# Liste des tâches
[1] Recopiez fidèlement le texte sur l'éthique terrariophile, en commençant par « La terrariophilie est » et en continuant jusqu'à « la rentabilité économique. ».
[2] D'après le texte sur l'éthique terrariophile, quelles doivent être les considérations premières de toutes pratiques d'élevage ?
[3] Reprenez le texte sur l'éthique terrariophile et prolongez-le à partir de sa dernière phrase.

Pour une éthique terrariophile.

 
« Science sans conscience n’est que ruine de l’âme. » Rabelais
 
La terrariophilie est l’objet d’attaques répétées, beaucoup voudraient la voir disparaître. Mis à part les « anti-captivité » fanatiques, de nombreuses critiques envers la terrariophilie sont justifiées surtout depuis qu’elle est popularisée par effet de mode et accessible à tout un chacun. Les éleveurs amateurs et les professionnels du secteur doivent impérativement prendre conscience des dégâts que la terrariophilie « sans limites » peut faire, notamment quand les animaux sont considérés comme des produits de grande consommation, dont l’origine, la mortalité et le bien-être sont totalement mis de côté au profit de la rentabilité économique.
Un terrariophile est aussi un citoyen, il est responsable de ses choix et de ses actes : le désir de posséder un animal ne justifie pas tout ; le respect de la loi, des autres citoyens, de la biodiversité et du confort animal doivent être les considérations premières de toutes pratiques d’élevage.
Ne pas respecter une certaine éthique, c’est ne pas être terrariophile, car ces comportements nuisent à l’image de la terrariophilie et donnent des arguments pour son interdiction. Seront complices de leur propre malheur ceux qui continuent à ne voir que leurs intérêts égoïstes et refusent de voir que la terrariophilie doit s’imposer des limites et se remettre en question.

(Relevés de points étiquetés)

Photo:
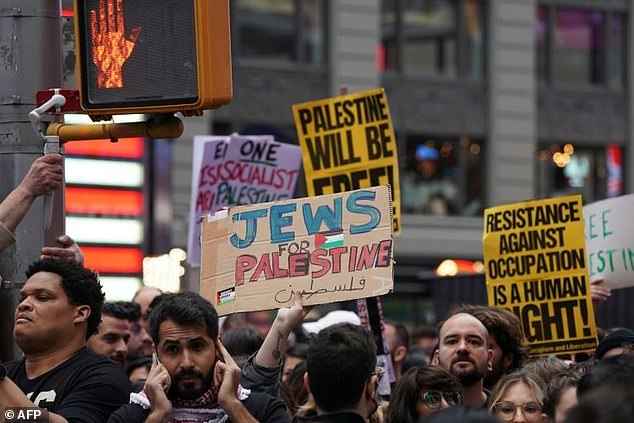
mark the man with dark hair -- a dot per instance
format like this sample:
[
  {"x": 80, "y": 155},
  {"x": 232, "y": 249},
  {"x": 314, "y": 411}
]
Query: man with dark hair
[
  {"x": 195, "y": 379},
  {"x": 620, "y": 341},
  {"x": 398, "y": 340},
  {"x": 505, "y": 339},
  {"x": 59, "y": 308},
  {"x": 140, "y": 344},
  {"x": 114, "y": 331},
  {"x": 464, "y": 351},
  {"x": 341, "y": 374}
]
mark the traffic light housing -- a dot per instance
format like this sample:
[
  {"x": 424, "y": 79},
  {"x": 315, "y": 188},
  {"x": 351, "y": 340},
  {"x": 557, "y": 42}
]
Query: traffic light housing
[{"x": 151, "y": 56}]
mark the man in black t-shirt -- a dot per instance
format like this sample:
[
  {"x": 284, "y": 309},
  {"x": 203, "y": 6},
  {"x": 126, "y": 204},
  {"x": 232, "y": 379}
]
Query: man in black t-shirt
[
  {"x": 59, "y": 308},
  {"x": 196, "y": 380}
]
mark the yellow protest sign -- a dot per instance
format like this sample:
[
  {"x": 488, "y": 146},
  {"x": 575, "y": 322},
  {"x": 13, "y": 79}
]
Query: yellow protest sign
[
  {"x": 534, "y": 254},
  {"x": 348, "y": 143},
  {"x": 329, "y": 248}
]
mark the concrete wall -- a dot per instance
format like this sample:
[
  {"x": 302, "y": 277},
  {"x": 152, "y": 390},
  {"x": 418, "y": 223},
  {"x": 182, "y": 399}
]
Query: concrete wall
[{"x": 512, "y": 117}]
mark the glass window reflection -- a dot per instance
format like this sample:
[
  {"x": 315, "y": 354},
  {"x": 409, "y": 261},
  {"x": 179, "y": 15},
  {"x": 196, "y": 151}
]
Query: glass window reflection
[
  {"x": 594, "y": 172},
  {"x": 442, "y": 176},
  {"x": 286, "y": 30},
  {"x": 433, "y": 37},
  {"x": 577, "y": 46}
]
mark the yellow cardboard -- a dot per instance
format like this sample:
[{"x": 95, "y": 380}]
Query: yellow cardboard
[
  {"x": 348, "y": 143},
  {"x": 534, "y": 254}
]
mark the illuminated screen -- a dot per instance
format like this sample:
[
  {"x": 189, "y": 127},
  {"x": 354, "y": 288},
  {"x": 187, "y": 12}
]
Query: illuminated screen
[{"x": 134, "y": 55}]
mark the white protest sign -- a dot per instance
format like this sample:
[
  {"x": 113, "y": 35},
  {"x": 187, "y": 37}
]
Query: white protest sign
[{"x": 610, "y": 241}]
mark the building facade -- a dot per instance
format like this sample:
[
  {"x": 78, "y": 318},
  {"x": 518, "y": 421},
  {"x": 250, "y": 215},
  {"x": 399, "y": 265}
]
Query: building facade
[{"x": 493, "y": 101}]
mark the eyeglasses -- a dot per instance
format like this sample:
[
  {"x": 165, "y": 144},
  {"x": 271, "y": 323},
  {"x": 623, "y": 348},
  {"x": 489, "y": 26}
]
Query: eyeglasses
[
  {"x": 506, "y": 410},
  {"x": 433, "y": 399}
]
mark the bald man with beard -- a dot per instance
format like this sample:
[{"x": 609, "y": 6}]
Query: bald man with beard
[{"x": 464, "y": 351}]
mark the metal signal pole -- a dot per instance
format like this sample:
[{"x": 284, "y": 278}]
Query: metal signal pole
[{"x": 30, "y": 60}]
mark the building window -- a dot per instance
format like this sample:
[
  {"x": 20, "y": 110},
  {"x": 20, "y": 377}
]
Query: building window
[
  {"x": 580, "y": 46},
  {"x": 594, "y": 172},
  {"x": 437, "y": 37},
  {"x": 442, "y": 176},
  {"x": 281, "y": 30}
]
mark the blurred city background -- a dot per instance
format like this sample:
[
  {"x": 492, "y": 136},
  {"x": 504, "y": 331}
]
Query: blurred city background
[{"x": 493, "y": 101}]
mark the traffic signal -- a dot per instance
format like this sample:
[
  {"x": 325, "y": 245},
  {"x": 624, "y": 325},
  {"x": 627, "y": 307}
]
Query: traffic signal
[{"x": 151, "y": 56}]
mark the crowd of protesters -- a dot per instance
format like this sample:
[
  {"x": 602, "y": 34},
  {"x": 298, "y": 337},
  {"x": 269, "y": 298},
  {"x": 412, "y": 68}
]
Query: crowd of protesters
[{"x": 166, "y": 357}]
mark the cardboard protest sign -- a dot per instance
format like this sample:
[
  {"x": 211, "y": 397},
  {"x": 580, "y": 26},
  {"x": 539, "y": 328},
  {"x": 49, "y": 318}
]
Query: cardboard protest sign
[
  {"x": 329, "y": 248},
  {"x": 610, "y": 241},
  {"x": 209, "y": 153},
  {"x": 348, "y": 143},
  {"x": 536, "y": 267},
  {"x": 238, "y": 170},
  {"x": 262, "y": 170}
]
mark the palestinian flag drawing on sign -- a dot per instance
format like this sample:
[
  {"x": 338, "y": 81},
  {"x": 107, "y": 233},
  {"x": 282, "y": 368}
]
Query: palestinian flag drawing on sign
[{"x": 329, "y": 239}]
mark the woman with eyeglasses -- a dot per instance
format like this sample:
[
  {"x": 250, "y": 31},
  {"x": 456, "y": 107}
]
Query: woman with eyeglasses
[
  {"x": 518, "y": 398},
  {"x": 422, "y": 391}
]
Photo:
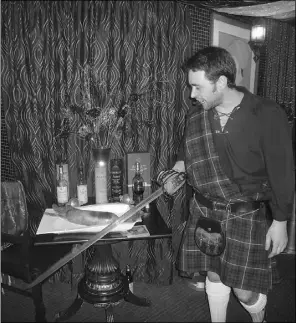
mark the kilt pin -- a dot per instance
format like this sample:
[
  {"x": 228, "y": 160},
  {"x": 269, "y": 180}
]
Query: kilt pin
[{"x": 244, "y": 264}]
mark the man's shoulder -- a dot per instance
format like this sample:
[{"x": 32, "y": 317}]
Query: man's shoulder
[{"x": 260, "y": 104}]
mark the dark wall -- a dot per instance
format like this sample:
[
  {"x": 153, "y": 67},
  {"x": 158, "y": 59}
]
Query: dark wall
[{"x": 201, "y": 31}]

# Résultats finaux
[1]
La terrariophilie est l’objet d’attaques répétées, beaucoup voudraient la voir disparaître. Mis à part les « anti-captivité » fanatiques, de nombreuses critiques envers la terrariophilie sont justifiées surtout depuis qu’elle est popularisée par effet de mode et accessible à tout un chacun. Les éleveurs amateurs et les professionnels du secteur doivent impérativement prendre conscience des dégâts que la terrariophilie « sans limites » peut faire, notamment quand les animaux sont considérés comme des produits de grande consommation, dont l’origine, la mortalité et le bien-être sont totalement mis de côté au profit de la rentabilité économique.

[2] Le respect de la loi, des autres citoyens, de la biodiversité et du confort animal.

[3]
 
1 : Le respect de la loi et de la sécurité des personnes. Tout citoyen a le droit de critiquer les lois, mais le devoir de leur obéir. De même, tout terrariophile doit s’assurer que ses animaux ne représentent aucun danger pour autrui. Les comportements qui consistent à pratiquer des manipulations intempestives pour « épater la galerie » ou pire, forcer des personnes phobiques à se confronter à un reptile, sont inacceptables et ne font qu’attiser les peurs au lieu de les combattre. Les évasions de reptiles peuvent déclencher de véritables psychoses, battage médiatique à l’appui, ils sont la pire publicité pour notre passion. S’il arrive à tout éleveur un jour d’avoir un serpent qui sort de son terrarium, cela reste une faute de sa part, et dans tous les cas il faut s’assurer par tous les moyens que l’animal ne puisse jamais quitter la pièce d’élevage ou l’habitation.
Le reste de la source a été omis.